▸ **WHAT NEEDS TO BE DONE**: Starting with the first line, transcribe the material exactly through to the last.

::::::::

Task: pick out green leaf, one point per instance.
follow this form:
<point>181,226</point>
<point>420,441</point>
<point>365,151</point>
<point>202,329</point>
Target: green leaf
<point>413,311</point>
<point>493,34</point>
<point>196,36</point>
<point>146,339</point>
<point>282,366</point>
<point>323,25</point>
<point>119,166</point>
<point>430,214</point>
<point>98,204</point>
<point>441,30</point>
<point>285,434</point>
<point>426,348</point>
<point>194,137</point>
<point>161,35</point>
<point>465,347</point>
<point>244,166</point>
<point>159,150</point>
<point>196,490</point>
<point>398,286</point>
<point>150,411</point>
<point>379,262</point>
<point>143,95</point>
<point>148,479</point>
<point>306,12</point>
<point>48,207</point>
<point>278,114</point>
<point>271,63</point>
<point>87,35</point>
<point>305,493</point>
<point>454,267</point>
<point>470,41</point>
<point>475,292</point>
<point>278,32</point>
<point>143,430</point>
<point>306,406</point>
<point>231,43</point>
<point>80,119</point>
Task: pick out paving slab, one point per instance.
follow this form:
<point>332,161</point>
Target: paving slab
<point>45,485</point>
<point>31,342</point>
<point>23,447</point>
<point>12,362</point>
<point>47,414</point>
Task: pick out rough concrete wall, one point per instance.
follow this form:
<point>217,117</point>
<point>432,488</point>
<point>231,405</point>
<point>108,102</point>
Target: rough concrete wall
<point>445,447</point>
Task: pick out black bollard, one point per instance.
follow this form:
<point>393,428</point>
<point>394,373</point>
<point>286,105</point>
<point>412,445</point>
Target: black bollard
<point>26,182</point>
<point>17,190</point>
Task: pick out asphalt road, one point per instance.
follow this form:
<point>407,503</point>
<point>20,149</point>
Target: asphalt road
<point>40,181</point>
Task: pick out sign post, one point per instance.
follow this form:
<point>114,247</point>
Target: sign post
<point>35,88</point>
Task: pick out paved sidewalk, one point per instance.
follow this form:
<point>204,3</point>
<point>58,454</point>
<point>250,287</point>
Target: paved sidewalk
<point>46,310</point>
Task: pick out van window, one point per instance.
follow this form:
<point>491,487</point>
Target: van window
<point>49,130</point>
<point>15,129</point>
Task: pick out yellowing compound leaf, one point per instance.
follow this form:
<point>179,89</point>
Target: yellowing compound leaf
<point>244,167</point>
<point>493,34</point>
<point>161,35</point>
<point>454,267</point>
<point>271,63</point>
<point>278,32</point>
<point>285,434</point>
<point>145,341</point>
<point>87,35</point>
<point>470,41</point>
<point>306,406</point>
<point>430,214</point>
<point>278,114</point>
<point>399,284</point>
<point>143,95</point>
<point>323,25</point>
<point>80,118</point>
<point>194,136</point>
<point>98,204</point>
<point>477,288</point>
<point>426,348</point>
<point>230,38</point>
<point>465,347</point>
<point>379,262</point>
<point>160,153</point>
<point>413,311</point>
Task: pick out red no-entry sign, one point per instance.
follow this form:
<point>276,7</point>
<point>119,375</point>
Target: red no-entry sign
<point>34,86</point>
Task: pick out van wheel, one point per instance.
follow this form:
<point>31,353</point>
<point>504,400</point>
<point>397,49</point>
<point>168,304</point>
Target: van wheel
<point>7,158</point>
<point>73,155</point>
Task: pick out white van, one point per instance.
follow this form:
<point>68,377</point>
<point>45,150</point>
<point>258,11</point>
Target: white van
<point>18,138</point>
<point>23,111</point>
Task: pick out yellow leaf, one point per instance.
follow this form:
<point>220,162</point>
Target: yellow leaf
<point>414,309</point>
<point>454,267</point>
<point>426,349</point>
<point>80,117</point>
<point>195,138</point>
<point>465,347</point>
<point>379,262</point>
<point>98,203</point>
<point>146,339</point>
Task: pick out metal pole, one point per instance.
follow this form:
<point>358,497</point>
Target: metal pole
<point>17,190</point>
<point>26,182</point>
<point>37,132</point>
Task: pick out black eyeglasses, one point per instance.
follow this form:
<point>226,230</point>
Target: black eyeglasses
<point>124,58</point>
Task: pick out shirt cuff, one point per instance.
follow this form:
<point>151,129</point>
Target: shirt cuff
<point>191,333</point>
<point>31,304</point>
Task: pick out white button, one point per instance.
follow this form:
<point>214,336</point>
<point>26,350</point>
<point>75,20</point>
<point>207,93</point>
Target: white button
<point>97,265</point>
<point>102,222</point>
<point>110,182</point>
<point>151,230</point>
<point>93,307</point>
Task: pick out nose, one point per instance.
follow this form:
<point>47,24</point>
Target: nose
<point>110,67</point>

::::::::

▸ **THE COMPLETED TASK**:
Task: pick out green leaf, one point per instance.
follow this form:
<point>181,226</point>
<point>420,441</point>
<point>365,151</point>
<point>202,329</point>
Target: green leaf
<point>413,311</point>
<point>493,34</point>
<point>196,36</point>
<point>146,339</point>
<point>282,366</point>
<point>323,25</point>
<point>119,166</point>
<point>430,214</point>
<point>98,204</point>
<point>441,30</point>
<point>285,434</point>
<point>426,348</point>
<point>194,137</point>
<point>161,35</point>
<point>465,347</point>
<point>244,166</point>
<point>159,150</point>
<point>196,490</point>
<point>398,286</point>
<point>150,411</point>
<point>379,262</point>
<point>143,95</point>
<point>148,479</point>
<point>306,12</point>
<point>48,207</point>
<point>278,114</point>
<point>271,63</point>
<point>87,35</point>
<point>305,493</point>
<point>454,267</point>
<point>470,41</point>
<point>475,292</point>
<point>278,32</point>
<point>143,430</point>
<point>306,406</point>
<point>231,43</point>
<point>80,119</point>
Task: pick out paving slab, one point per instance.
follow this form:
<point>332,161</point>
Target: paving slab
<point>45,485</point>
<point>31,342</point>
<point>23,447</point>
<point>12,362</point>
<point>47,414</point>
Task: pick out rough concrete wall, one point per instance.
follow this form:
<point>217,117</point>
<point>432,488</point>
<point>231,405</point>
<point>108,102</point>
Target: rough concrete wall
<point>445,447</point>
Task: pick out black bollard, one point per instance.
follow this form:
<point>393,428</point>
<point>394,373</point>
<point>286,105</point>
<point>412,445</point>
Target: black bollard
<point>26,182</point>
<point>17,190</point>
Task: pick out asphalt road, one point per instance.
follow this form:
<point>407,503</point>
<point>20,149</point>
Target: asphalt road
<point>40,181</point>
Task: pick out sign post, one point per instance.
follow this form:
<point>114,247</point>
Target: sign post
<point>35,88</point>
Task: pick out paved sidewalk, one point per instance.
follow this form:
<point>204,3</point>
<point>58,454</point>
<point>250,287</point>
Target: paved sidewalk
<point>46,310</point>
Task: pick out van window, one point per instance.
follow this form:
<point>491,487</point>
Target: van window
<point>49,130</point>
<point>15,129</point>
Task: pick out yellowing compound leaf, one point per instance.
follow this form:
<point>179,89</point>
Target: yellowing compound leaf
<point>244,167</point>
<point>493,34</point>
<point>161,35</point>
<point>454,267</point>
<point>271,63</point>
<point>278,32</point>
<point>285,434</point>
<point>145,341</point>
<point>87,35</point>
<point>470,41</point>
<point>306,406</point>
<point>430,214</point>
<point>278,114</point>
<point>399,284</point>
<point>143,95</point>
<point>323,25</point>
<point>80,118</point>
<point>194,136</point>
<point>98,204</point>
<point>477,288</point>
<point>426,348</point>
<point>230,38</point>
<point>465,347</point>
<point>379,262</point>
<point>160,153</point>
<point>413,311</point>
Task: pick out red no-entry sign, one point per instance.
follow this form:
<point>276,7</point>
<point>119,375</point>
Target: red no-entry sign
<point>34,86</point>
Task: pick out van wheel, one point per instance.
follow this form:
<point>31,353</point>
<point>504,400</point>
<point>397,49</point>
<point>168,304</point>
Target: van wheel
<point>7,158</point>
<point>73,155</point>
Task: pick out white van, one point per instance.
follow this form:
<point>68,377</point>
<point>45,150</point>
<point>258,11</point>
Target: white van
<point>18,138</point>
<point>23,111</point>
Task: pick out yellow leaf, one point per instance.
follow this form:
<point>220,162</point>
Target: yellow leaf
<point>414,309</point>
<point>454,267</point>
<point>426,349</point>
<point>80,117</point>
<point>195,138</point>
<point>465,347</point>
<point>379,262</point>
<point>98,203</point>
<point>146,339</point>
Task: pick out metal pole, one point per instance.
follow this form:
<point>358,497</point>
Target: metal pole
<point>17,190</point>
<point>26,182</point>
<point>37,132</point>
Task: pick out black eyeglasses, one point per instance.
follow this form:
<point>226,230</point>
Target: black eyeglasses
<point>124,58</point>
Task: pick out shirt cuff, one point per instance.
follow this form:
<point>151,129</point>
Target: shirt cuff
<point>191,333</point>
<point>31,304</point>
Task: pick out white button, one point per instance.
follow this form:
<point>214,336</point>
<point>26,350</point>
<point>75,20</point>
<point>207,93</point>
Target: white button
<point>97,265</point>
<point>102,222</point>
<point>110,182</point>
<point>151,230</point>
<point>93,307</point>
Task: pick out nose, one point per instance.
follow this form:
<point>47,24</point>
Target: nose
<point>110,67</point>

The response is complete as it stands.